____ Entries provided
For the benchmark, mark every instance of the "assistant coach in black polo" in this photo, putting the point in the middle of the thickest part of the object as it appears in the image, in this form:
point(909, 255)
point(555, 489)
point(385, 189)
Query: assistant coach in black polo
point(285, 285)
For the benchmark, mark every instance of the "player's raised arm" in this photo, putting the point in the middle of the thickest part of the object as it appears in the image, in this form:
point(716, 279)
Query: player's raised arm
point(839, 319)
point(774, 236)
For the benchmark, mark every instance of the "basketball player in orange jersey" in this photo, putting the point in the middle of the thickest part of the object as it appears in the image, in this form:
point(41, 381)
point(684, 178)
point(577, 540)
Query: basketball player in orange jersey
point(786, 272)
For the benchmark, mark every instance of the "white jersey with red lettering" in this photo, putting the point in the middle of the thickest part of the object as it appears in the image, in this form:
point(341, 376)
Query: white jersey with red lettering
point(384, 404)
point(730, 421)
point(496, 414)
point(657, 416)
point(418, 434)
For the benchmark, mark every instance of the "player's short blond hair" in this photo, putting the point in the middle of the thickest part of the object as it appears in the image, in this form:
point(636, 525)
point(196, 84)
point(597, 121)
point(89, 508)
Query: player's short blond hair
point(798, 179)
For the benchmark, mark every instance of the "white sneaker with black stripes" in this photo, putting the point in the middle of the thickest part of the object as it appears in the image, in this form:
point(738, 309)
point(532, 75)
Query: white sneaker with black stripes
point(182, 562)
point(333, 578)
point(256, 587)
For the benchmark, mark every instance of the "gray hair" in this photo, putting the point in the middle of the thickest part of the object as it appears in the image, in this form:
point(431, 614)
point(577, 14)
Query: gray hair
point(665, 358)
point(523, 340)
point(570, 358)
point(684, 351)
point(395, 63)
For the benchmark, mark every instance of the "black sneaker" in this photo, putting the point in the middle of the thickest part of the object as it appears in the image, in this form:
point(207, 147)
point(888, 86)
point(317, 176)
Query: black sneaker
________
What to work on: Copy out all of the rows above word for word, changing nothing.

Answer in full:
For the benchmark, mark every instance of the "assistant coach in black polo" in this photo, putting the point in the middle of the thickest part of the object as it appears in the image, in this form:
point(909, 255)
point(555, 489)
point(385, 189)
Query: assistant coach in black polo
point(285, 285)
For the benchmark, mark every instance of the "player's raised arm" in this photo, putting the point in the middle of the thickest part of the object as it appears in the image, in this form:
point(716, 279)
Query: player's raised arm
point(839, 319)
point(774, 236)
For the benchmark, mark every instance of the "basketball player in orange jersey" in this photo, putting the point in the middle of the thickest part of the object as it appears in the image, in this form:
point(41, 381)
point(684, 178)
point(577, 540)
Query: basketball player in orange jersey
point(786, 272)
For the benchmark, mark every instance of the "white jersey with red lettering" in this photo, putting the point in the middle of the thickest part of the object as it appears in the image, in this form:
point(341, 376)
Query: white jersey with red lettering
point(384, 404)
point(730, 421)
point(496, 414)
point(657, 416)
point(418, 434)
For the benchmark, mark every instance of the "player's short blond hair" in this photo, putting the point in the middle of the thickest part of the object as it appears in the image, in this form:
point(636, 525)
point(196, 84)
point(597, 121)
point(89, 508)
Query: player's short blond hair
point(798, 179)
For the benchmark, mark every instance of the "white sneaker with black stripes" in this photo, putting the point in the middle of the thickest part of the object as it appears in the image, in this form:
point(738, 309)
point(532, 75)
Query: white sneaker with black stripes
point(182, 562)
point(333, 578)
point(256, 587)
For the benchmark, mark every instance of the "gray hair" in this photo, putting the point in the middle of the thickest part of the object as it appears in the image, in this form:
point(431, 614)
point(577, 14)
Query: gray hair
point(665, 358)
point(523, 340)
point(570, 358)
point(684, 351)
point(395, 63)
For the benchmark, mark every instance of the "black sneaker" in this photo, putting the point in the middle of the thickest part of the object as it appears in the image, in this form:
point(207, 147)
point(888, 86)
point(317, 176)
Query: black sneaker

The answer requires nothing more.